Trecho do documento:
● ● ● ● ● ● ●

Logo em seguida, pediu a outro simpatizante que fosse “o mais objetivo possível” em sua queixa sobre o programa do governo para auxílio a micro e pequenas empresas.
Desta vez, Bolsonaro prometeu discutir o assunto com o ministro da Economia, Paulo Guedes, naquele mesmo dia.
“Se todo mundo que vier aqui quiser falar comigo, vou botar um escritório, botar uma escrivaninha aqui e atender todo mundo”, disse Bolsonaro a outro homem que afirmava saber como acabar com o desemprego.
Na semana anterior, mesmo cumprindo isolamento no Alvorada com o novo coronavírus, Bolsonaro ia até o espelho d’água em frente ao palácio para falar com seus seguidores no fim de tarde.
Uma mulher pediu ajuda para resolver uma questão envolvendo uma casa lotérica que ela tem com o ex-marido. Ouviu uma negativa do presidente, que alegou se tratar de caso particular.
No dia seguinte, a mulher voltou ao Alvorada. “Eu mandei já três emails para o senhor”, disse ela.
“Não vou ler nenhum. Eu não leio email. Se eu ler email, eu não trabalho”, retrucou o presidente.Em junho também houve uma sucessão de episódios em que o desconforto presidencial ficou evidente.

● ● ● ● ● ● ●

Dados de entrada:
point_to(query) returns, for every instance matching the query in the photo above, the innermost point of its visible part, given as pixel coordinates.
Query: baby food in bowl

● ● ● ● ● ● ●

Tarefa: Dê sequência ao texto sobre as conversas de Bolsonaro com apoiadores em frente ao Alvorada, começando logo após a última frase apresentada. A listagem é um material à parte, independente do trecho.

Resposta:
No dia 23 daquele mês, por exemplo, um imigrante venezuelano pede para apresentar um projeto a Bolsonaro, que recomendou que ele procurasse conversar com alguém do Ministério das Relações Exteriores, mas não com o ministro Ernesto Araújo. O homem insistiu com o presidente.
“Tem que chegar por lá. Eu não tenho tempo de ler, chefe. Eu chego em casa, trabalho até 21h. Não tenho condições. Eu paro aqui em consideração a vocês. Se eu começar a pegar problema aqui, eu não trabalho.”
Dois dias depois, ainda mais pedidos: uma mulher que queria ajuda para conseguir um medicamento em um hospital do Distrito Federal para o avô com câncer, um homem que desejava incentivo para o desenvolvimento do agronegócio no Pará e uma militar que almejava ver seu licenciamento revogado.
“Se eu for atender individualmente, atendo agora, aí começa a fazer fila, e vai ser uma romaria aqui, e eu não tenho como trabalhar”, disse Bolsonaro em uma das cinco vezes que teve que tentar rejeitar pedidos naquele dia.
Mas nem todo mundo sai do Alvorada sem a demanda atendida pelo presidente.
Em maio, Bolsonaro disse que, devido a um artigo que congela concursos públicos, postergou a sanção do projeto de socorro financeiro aos estados e municípios por causa da crise causada pelo novo coronavírus.
“Não sancionei o projeto, ontem [21 de maio], do auxílio dos governadores porque tem uma cláusula lá sobre congelamento de concurso”, disse Bolsonaro a um grupo de pessoas aprovadas no concurso da Polícia Rodoviária Federal em 2018, mas que não foram convocadas.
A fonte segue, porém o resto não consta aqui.